Reproduce every line of the data from the line containing "Exercise. Point out each instance of the yellow school" through the line containing "Exercise. Point out each instance of the school", shifting each coordinate in the answers by adding 83 to both x and y. Leave the pictures out of your answer.

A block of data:
----------------
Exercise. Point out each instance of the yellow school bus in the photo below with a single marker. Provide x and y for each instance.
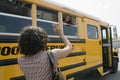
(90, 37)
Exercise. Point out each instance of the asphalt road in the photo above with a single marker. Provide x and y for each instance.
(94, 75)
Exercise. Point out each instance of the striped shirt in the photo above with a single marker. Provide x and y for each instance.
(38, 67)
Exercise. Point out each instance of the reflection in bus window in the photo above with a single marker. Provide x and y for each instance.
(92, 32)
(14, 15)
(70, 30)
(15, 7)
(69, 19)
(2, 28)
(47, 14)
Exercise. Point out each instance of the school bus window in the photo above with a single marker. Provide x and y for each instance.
----------------
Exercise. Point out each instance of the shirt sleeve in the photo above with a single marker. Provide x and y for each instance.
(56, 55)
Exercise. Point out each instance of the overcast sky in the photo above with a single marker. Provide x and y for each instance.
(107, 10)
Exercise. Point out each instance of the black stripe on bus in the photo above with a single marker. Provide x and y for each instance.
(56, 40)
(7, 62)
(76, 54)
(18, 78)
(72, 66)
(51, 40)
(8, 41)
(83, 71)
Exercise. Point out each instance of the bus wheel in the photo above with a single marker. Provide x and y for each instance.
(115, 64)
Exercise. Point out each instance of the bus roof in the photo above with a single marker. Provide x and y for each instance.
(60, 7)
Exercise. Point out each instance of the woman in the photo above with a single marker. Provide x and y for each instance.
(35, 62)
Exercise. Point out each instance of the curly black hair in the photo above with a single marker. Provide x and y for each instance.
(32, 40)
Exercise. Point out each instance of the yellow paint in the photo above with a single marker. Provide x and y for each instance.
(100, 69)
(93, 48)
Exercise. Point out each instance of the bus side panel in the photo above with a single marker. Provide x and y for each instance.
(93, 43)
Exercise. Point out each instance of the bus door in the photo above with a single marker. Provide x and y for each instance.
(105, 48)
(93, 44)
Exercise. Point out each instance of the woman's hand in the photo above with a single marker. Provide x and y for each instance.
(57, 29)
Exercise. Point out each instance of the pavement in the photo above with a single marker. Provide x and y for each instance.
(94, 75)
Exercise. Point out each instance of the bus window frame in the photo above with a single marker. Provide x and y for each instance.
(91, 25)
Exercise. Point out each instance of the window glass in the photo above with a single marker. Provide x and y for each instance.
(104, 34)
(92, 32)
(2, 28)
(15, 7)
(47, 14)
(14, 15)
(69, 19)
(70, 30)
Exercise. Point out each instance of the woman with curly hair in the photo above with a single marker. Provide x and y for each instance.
----------------
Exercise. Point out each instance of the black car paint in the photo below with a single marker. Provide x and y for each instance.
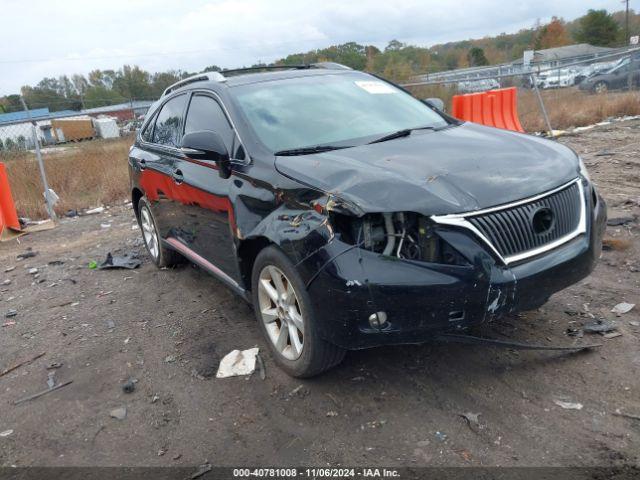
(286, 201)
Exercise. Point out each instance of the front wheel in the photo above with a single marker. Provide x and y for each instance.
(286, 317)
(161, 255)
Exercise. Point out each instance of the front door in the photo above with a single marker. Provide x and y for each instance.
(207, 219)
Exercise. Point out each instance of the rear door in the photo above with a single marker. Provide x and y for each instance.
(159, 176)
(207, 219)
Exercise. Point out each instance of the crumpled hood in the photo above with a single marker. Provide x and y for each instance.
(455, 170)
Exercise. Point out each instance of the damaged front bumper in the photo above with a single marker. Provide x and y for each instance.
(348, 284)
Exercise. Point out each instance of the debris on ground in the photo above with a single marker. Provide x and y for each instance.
----------------
RESPONSE:
Exercise. Point out each instance of the yellow school bus in the photo below with a single marker. Provide x and y for each instance.
(173, 120)
Exercise. Point out each instance of the asphalt road in the photo above with a single marker. Provide x and y for each instance.
(177, 158)
Exercise. Point out each instance of the striped shirt in the photo above with a single marker. Provide x and y for each instance.
(121, 150)
Exercise. Point out each instance of the reflection in bus window in the photo above with a single marker. Provide x and y for each instance.
(175, 115)
(97, 98)
(153, 113)
(98, 90)
(152, 102)
(85, 111)
(130, 97)
Exercise. Point out each instance of the school bus window in the photo above with a single marker. Provide x and y for each instance.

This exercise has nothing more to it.